[Start Material provided]

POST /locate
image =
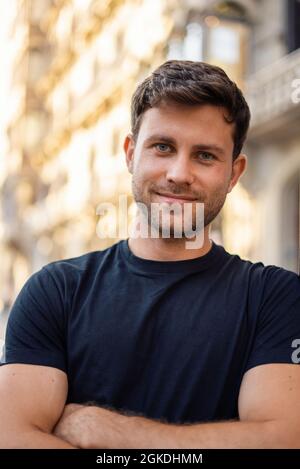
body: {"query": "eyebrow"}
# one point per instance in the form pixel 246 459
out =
pixel 171 140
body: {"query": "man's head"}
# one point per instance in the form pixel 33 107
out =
pixel 192 84
pixel 189 123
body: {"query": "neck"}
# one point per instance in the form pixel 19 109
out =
pixel 169 249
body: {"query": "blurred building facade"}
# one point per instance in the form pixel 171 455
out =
pixel 73 65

[End Material provided]

▸ **Stated exercise**: Please rename "query" to "label" throughout the items above and give all their lines again with nothing else changed, leaving out the pictures.

▸ **Response to this task**:
POST /locate
image =
body: {"label": "eyebrow"}
# one point per instance in the form pixel 246 459
out =
pixel 171 140
body: {"label": "man's head"}
# one point per instance in the form pixel 33 107
out =
pixel 192 84
pixel 189 123
body: {"label": "neck"}
# one point per instance in the form pixel 19 109
out =
pixel 169 249
body: {"label": "blurred building facade"}
# one point per instance in the form pixel 171 455
out =
pixel 73 65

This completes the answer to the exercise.